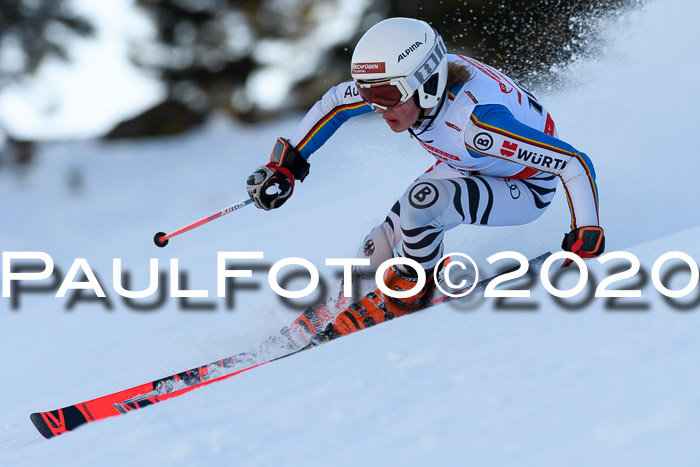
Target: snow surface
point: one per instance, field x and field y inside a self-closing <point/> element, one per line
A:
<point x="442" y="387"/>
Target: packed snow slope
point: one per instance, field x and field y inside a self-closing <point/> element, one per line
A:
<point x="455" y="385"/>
---
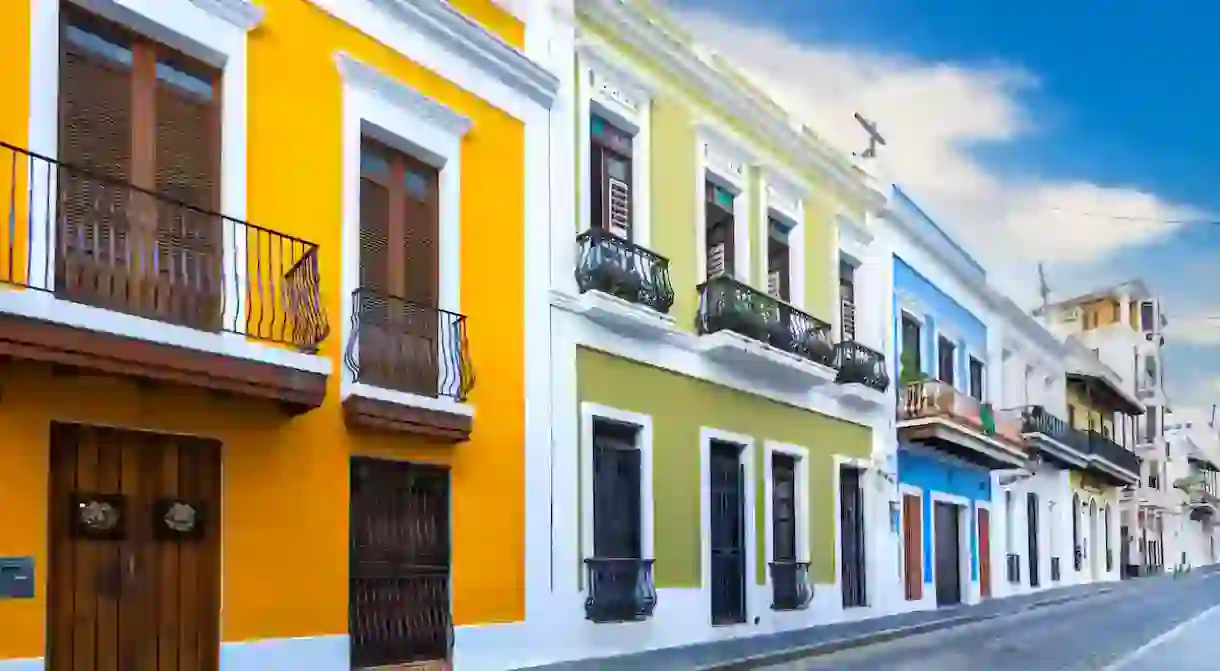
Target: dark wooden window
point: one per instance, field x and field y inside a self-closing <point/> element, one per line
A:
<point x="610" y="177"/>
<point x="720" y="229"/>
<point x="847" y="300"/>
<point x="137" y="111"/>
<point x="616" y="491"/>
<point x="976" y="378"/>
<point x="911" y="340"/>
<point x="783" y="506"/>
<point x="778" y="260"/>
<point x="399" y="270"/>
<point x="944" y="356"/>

**Work to be completed**
For this exercise, gather every line of the data that contains the word "snow".

**Reply to the task**
Target: snow surface
Target: packed snow slope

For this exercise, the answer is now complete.